* _DIRECTIONS FOR THIS TASK_:
Without pictures, output exactly the lines running from the line containing "Find every instance of the woman's" to the end of the listing below.

━━━ DATA FOR ANALYSIS

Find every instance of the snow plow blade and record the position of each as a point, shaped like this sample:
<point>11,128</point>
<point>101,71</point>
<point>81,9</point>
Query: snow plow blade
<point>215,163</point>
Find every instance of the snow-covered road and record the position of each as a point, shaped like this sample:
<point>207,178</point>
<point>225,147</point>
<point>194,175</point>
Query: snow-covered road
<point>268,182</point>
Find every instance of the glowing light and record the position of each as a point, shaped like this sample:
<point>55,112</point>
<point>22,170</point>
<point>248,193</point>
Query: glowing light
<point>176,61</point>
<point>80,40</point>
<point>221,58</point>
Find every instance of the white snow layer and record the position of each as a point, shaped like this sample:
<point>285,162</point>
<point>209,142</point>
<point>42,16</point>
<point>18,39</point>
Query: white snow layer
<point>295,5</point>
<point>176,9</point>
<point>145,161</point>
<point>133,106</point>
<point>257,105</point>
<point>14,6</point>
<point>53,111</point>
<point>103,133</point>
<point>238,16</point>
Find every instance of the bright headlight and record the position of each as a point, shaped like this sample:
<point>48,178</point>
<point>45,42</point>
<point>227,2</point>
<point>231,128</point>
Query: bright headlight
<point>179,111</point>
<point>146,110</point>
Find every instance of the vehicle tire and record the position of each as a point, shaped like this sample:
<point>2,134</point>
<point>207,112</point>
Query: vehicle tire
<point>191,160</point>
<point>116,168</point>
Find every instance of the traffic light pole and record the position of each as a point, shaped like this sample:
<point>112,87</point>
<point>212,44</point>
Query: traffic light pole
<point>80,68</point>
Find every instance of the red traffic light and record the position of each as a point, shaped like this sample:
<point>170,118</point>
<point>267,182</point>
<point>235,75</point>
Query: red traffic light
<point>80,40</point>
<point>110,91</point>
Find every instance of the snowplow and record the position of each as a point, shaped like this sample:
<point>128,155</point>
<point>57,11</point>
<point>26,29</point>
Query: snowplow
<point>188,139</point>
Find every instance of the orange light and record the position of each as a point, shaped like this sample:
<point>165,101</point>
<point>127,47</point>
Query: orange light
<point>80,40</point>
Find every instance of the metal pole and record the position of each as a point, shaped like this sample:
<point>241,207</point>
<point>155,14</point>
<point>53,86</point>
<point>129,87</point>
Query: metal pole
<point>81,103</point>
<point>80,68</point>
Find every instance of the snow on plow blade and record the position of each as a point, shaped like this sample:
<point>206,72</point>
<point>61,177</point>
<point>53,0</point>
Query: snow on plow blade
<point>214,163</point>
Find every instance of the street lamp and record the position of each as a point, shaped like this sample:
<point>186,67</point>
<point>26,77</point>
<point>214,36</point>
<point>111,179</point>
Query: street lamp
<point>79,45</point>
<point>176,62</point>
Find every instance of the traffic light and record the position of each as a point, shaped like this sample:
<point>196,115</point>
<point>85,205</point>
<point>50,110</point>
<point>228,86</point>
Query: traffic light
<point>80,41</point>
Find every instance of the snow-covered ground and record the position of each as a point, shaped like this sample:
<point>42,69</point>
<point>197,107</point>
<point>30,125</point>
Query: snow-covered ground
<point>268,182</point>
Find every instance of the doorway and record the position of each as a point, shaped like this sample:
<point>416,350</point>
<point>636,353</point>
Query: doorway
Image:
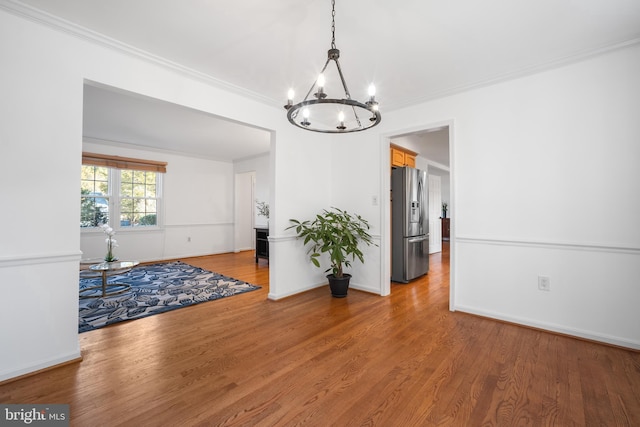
<point>433,145</point>
<point>245,184</point>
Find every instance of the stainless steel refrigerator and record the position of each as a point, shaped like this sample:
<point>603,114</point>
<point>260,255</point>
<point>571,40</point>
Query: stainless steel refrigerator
<point>409,224</point>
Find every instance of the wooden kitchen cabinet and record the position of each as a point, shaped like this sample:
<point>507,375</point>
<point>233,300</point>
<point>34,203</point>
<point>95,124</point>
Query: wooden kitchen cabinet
<point>402,157</point>
<point>446,228</point>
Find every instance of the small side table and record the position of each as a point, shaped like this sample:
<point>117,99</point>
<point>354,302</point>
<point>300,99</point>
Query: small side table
<point>108,289</point>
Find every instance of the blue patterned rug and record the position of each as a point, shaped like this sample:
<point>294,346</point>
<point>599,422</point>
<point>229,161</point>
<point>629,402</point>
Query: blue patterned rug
<point>155,289</point>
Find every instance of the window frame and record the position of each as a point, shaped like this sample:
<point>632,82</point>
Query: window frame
<point>114,197</point>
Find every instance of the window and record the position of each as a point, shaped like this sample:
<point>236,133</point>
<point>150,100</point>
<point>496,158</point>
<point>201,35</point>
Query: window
<point>94,196</point>
<point>138,201</point>
<point>113,191</point>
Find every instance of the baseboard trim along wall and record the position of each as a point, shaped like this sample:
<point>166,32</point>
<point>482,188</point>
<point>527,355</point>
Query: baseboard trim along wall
<point>37,259</point>
<point>548,327</point>
<point>548,244</point>
<point>41,366</point>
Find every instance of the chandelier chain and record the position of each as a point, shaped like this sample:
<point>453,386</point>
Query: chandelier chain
<point>333,24</point>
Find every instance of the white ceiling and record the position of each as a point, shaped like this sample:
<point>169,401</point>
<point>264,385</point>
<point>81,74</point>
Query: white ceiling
<point>118,116</point>
<point>414,50</point>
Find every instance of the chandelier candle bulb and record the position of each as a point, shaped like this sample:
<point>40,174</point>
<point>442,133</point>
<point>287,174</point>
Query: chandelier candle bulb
<point>305,117</point>
<point>320,82</point>
<point>372,92</point>
<point>341,120</point>
<point>290,96</point>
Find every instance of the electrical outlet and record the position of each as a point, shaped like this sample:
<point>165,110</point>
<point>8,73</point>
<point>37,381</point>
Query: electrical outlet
<point>544,284</point>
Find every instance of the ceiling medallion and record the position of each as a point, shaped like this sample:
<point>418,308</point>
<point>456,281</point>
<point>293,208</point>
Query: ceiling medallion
<point>333,115</point>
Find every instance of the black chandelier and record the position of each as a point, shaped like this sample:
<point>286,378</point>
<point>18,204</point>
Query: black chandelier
<point>333,115</point>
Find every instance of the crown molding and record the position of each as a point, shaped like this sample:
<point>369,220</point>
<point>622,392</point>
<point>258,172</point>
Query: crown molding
<point>41,17</point>
<point>522,72</point>
<point>44,18</point>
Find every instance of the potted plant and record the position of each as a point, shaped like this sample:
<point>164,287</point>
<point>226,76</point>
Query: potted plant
<point>338,234</point>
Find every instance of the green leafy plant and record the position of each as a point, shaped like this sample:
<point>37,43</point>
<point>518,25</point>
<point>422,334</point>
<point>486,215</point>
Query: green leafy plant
<point>263,208</point>
<point>336,233</point>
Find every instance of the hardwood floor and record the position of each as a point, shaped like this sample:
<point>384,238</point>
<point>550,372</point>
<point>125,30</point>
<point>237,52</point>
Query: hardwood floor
<point>310,359</point>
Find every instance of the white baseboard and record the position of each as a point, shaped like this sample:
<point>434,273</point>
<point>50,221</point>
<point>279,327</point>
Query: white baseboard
<point>607,339</point>
<point>276,297</point>
<point>43,364</point>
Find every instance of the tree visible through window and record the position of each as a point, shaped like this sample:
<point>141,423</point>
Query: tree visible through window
<point>109,195</point>
<point>138,203</point>
<point>94,196</point>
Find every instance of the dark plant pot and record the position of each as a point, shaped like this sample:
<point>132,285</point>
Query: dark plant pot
<point>339,285</point>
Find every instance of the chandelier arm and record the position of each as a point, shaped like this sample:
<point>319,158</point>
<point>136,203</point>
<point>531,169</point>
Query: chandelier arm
<point>355,113</point>
<point>315,82</point>
<point>344,83</point>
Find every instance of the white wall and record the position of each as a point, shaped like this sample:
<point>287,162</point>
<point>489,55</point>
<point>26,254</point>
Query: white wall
<point>537,164</point>
<point>545,182</point>
<point>41,81</point>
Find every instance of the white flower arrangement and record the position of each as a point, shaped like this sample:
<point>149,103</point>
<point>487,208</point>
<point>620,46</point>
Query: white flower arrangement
<point>110,241</point>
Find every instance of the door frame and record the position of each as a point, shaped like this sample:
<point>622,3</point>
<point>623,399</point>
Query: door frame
<point>385,206</point>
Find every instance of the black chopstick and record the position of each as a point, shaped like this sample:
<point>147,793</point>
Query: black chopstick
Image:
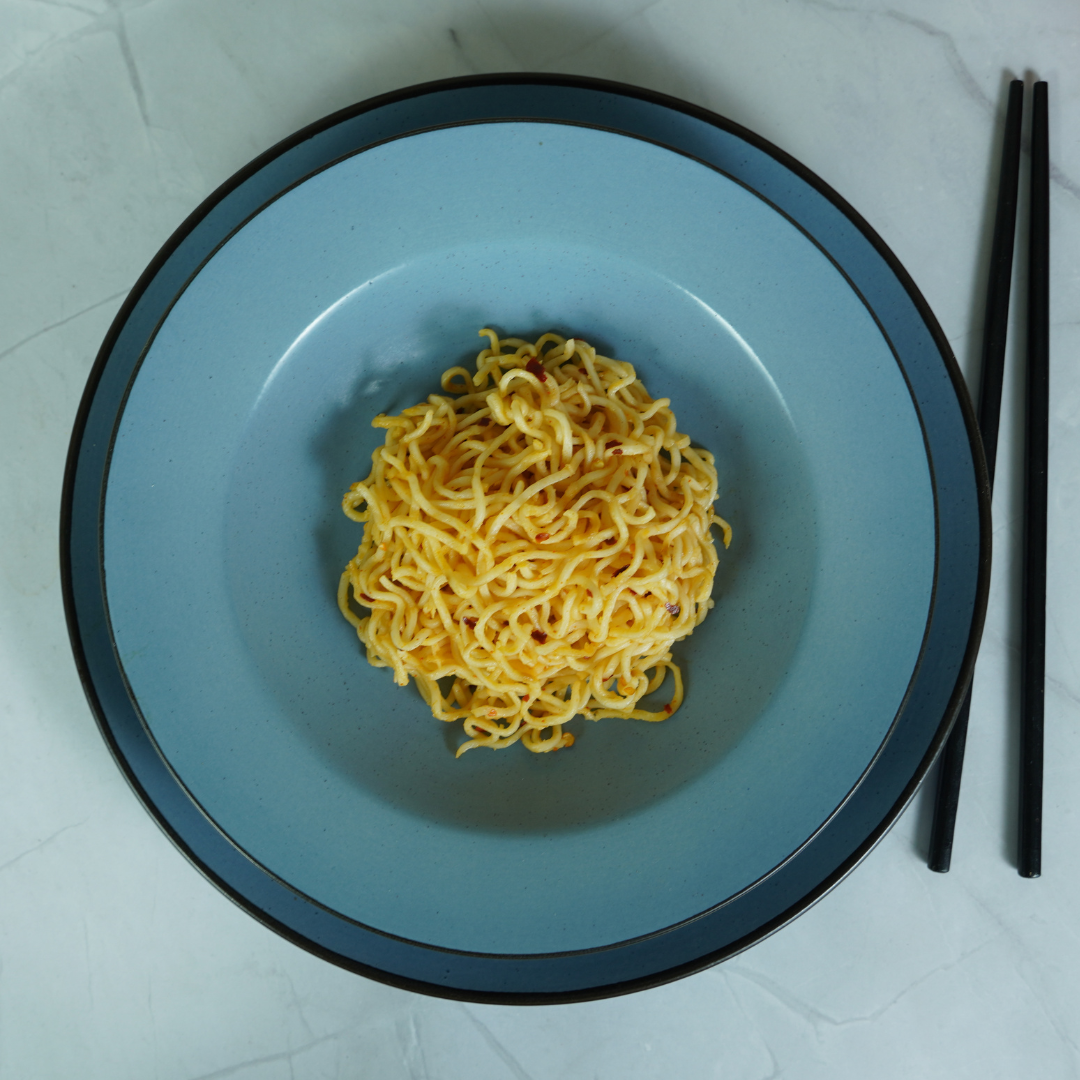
<point>989,410</point>
<point>1034,599</point>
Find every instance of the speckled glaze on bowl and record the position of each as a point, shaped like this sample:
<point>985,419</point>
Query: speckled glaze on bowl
<point>246,415</point>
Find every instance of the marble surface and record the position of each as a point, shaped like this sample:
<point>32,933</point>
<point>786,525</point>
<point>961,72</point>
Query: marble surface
<point>117,958</point>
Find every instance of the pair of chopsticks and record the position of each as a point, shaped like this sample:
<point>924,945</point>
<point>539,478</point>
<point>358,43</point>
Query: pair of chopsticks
<point>1034,597</point>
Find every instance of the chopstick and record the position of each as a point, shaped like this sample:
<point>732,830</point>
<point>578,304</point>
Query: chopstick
<point>989,410</point>
<point>1034,602</point>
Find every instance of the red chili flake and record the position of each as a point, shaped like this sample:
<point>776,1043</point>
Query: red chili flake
<point>535,367</point>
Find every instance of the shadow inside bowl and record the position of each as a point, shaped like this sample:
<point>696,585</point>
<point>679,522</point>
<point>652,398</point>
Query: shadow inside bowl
<point>311,436</point>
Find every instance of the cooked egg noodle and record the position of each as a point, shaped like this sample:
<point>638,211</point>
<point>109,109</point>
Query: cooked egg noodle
<point>539,537</point>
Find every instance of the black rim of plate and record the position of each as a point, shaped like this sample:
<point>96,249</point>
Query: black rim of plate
<point>666,955</point>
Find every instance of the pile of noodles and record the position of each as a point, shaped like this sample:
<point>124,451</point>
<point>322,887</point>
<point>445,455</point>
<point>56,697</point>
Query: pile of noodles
<point>540,536</point>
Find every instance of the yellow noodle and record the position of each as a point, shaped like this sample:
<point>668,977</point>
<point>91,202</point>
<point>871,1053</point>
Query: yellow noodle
<point>541,538</point>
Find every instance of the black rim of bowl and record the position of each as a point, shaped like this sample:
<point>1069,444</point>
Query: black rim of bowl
<point>475,986</point>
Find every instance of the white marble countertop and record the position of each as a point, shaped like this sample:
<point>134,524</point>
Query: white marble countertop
<point>118,959</point>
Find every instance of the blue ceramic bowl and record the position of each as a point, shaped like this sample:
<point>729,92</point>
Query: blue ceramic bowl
<point>246,414</point>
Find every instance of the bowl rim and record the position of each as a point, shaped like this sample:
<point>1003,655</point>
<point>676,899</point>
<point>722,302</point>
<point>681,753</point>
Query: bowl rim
<point>160,260</point>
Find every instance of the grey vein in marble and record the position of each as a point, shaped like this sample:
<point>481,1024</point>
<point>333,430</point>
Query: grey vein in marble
<point>61,322</point>
<point>40,845</point>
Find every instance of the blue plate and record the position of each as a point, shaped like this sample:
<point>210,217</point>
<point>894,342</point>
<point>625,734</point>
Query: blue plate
<point>335,279</point>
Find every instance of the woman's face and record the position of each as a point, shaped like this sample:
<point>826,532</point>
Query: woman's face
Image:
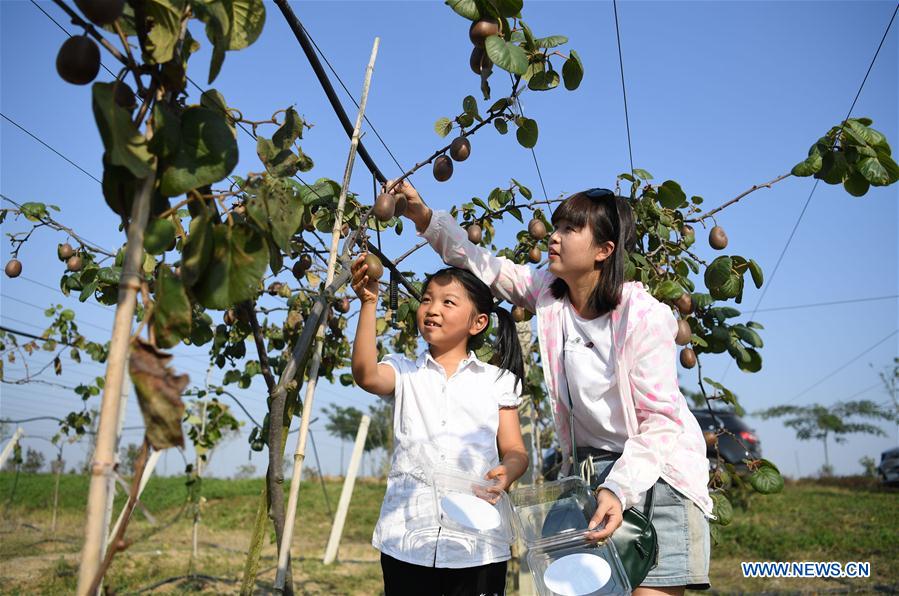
<point>572,252</point>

━━━━━━

* _RESPONSE TO THIS EXERCISE_:
Find every instance of the woman's face and record the position of each as a point, shaped like this sample:
<point>826,532</point>
Query: woman's face
Image:
<point>572,252</point>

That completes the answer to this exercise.